# [Written request]
Copy verbatim the lines between the line containing "Quick check — is the tree" and the line containing "333, 103, 348, 118", inclusive.

# [Detection examples]

● ● ● ● ● ● ●

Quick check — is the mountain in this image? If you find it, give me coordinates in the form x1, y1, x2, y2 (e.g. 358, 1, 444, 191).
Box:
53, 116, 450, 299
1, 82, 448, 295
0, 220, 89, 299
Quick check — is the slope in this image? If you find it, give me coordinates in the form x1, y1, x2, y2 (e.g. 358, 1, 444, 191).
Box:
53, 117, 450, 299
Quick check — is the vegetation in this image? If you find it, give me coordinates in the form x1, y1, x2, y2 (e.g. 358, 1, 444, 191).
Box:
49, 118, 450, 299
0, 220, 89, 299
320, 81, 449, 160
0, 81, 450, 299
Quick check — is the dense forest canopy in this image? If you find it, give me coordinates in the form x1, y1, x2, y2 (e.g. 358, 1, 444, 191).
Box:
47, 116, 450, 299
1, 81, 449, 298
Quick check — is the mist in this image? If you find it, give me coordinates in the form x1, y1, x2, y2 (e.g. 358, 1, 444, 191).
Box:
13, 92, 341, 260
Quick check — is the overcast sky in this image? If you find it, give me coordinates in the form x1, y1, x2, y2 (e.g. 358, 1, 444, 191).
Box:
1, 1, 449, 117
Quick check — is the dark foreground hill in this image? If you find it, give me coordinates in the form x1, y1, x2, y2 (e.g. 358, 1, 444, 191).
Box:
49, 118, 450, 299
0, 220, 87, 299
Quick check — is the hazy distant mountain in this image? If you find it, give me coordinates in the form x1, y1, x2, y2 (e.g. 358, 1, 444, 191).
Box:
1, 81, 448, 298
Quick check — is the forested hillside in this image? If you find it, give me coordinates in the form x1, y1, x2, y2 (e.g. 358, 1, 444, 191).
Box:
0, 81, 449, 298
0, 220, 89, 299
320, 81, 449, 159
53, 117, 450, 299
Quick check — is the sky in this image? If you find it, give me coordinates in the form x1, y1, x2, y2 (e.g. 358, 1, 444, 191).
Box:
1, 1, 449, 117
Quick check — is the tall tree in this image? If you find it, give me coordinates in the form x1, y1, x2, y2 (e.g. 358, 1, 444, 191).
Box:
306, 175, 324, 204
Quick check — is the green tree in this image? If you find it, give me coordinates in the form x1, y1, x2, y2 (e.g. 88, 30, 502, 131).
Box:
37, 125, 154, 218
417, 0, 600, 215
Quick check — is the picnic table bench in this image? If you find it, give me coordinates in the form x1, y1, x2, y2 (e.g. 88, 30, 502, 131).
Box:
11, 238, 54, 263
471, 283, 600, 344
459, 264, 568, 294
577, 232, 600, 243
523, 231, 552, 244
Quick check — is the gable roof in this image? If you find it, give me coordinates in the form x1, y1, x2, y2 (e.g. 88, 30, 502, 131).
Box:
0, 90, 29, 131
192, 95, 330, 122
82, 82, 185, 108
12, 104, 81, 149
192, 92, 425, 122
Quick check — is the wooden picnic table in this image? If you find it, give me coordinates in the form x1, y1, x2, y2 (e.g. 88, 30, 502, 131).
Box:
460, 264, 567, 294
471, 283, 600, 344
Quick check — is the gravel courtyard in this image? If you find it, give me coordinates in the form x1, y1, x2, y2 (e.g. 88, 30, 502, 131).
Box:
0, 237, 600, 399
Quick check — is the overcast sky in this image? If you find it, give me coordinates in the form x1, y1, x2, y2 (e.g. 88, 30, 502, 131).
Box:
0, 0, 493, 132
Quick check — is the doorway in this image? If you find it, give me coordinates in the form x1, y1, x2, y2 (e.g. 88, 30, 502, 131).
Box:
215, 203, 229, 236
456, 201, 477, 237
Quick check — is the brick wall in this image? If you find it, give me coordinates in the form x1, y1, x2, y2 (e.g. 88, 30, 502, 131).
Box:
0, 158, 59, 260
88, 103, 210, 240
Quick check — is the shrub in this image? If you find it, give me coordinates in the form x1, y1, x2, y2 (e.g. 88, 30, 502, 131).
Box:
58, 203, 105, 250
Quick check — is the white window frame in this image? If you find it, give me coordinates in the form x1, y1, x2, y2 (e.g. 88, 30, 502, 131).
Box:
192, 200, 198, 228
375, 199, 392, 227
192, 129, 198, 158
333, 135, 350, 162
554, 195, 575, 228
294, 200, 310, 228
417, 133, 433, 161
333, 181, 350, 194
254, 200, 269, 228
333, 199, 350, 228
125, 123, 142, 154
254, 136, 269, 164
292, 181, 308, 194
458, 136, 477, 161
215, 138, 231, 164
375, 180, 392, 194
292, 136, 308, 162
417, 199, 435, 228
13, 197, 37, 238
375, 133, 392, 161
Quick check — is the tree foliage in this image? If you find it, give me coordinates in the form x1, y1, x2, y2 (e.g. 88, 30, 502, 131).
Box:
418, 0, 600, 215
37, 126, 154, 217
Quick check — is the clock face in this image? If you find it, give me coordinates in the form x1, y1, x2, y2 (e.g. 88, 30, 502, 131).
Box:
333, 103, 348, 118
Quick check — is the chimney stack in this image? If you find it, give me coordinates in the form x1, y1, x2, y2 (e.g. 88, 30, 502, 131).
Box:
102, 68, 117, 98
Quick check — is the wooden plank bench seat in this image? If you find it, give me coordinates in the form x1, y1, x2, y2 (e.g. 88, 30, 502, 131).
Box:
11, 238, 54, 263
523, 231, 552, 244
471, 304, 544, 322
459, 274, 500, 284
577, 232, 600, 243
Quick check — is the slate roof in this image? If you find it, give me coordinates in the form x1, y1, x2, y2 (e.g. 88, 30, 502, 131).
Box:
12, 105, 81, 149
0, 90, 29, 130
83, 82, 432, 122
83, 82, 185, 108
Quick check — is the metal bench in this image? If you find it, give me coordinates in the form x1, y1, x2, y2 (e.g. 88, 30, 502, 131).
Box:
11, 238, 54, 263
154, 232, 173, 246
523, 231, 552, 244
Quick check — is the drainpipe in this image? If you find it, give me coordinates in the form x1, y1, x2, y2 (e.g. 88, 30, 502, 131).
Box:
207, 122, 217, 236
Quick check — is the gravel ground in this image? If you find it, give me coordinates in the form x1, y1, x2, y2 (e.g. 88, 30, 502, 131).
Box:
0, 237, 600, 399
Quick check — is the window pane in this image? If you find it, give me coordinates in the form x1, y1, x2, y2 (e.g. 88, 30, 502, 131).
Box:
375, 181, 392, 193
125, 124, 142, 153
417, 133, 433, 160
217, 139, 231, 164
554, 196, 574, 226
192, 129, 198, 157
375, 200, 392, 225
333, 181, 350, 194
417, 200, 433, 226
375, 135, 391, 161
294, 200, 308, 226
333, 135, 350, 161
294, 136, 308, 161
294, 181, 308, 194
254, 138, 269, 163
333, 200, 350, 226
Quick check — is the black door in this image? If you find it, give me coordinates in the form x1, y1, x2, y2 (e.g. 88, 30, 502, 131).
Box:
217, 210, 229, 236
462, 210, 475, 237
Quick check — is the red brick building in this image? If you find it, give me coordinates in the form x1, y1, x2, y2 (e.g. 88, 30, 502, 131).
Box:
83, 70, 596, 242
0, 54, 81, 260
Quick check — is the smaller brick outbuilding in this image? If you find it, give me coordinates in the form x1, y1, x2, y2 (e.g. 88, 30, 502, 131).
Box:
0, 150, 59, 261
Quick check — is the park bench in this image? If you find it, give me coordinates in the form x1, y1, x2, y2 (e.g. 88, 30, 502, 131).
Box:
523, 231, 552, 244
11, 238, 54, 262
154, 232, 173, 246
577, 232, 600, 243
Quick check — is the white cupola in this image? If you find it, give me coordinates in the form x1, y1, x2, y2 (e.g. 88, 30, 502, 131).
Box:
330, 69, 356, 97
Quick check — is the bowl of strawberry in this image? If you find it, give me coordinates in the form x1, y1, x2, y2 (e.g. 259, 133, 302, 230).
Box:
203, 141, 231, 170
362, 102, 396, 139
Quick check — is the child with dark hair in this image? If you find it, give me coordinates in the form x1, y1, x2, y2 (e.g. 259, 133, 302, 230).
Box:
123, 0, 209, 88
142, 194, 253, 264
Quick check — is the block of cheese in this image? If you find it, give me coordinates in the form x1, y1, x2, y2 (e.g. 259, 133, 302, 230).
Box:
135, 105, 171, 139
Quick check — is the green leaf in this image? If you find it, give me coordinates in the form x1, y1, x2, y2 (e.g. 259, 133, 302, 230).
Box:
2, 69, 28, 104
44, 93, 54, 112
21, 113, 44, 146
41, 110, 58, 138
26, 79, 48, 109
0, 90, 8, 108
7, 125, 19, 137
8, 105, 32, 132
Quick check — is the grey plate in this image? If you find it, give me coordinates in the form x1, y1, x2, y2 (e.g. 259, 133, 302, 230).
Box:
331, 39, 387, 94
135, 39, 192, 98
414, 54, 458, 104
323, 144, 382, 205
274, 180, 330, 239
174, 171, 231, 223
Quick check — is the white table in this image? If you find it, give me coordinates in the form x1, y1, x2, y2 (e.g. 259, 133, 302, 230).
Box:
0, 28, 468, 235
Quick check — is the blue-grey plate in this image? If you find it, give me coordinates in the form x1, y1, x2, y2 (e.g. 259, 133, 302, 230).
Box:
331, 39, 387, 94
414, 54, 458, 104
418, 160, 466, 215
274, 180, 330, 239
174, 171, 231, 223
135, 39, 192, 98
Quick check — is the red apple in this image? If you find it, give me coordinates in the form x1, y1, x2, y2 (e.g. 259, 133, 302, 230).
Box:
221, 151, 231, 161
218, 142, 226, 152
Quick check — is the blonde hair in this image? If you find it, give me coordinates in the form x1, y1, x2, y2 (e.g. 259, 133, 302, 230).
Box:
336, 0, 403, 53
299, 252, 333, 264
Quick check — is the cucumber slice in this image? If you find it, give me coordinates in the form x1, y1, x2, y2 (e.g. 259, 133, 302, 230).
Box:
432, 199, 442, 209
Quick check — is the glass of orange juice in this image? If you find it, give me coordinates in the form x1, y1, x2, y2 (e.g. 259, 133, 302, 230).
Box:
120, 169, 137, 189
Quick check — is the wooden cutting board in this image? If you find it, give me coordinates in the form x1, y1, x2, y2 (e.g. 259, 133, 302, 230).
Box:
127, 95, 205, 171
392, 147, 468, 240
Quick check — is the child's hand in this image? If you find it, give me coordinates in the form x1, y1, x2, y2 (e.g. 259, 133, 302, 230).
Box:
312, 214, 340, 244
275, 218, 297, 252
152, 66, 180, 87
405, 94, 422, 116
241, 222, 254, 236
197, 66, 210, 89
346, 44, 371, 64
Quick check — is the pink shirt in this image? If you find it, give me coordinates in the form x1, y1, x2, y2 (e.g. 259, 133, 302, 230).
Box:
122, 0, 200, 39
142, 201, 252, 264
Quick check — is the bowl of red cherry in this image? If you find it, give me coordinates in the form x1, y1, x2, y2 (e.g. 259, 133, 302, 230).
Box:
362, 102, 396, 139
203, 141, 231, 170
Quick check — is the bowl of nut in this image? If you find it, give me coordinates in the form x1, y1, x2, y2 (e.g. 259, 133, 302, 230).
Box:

● ● ● ● ● ● ●

# [Solution to the problem]
Quick check — is the tree foliage in this image? If you find it, give me coordinates in the form x1, y1, x2, y2 (e.g. 88, 30, 502, 131).
Box:
418, 0, 600, 215
37, 126, 154, 217
Quick check — is the clock face in this image? If you find it, give me coordinates in the form x1, y1, x2, y2 (e.g. 88, 30, 502, 131).
Box:
333, 103, 348, 118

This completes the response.